#### Required task:
Write every line of the data below as a JSON list of strings, one string per line, with blank lines left out.

## Start Given entries

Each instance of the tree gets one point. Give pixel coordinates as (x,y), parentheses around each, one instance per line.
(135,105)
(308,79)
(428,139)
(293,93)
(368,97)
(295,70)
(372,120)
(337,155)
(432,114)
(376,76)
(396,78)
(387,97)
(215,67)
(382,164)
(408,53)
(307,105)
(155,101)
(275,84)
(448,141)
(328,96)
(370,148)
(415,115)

## End Given entries

#### Task solution:
[
  "Each instance of the tree gets one point. Give pixel coordinates as (x,y), parentheses around each, one instance per line.",
  "(135,105)",
  "(308,79)",
  "(428,139)",
  "(293,93)",
  "(368,97)",
  "(295,70)",
  "(372,120)",
  "(337,155)",
  "(432,114)",
  "(376,76)",
  "(396,78)",
  "(387,97)",
  "(215,67)",
  "(382,164)",
  "(408,53)",
  "(307,105)",
  "(155,101)",
  "(275,84)",
  "(448,141)",
  "(328,96)",
  "(370,148)",
  "(415,115)"
]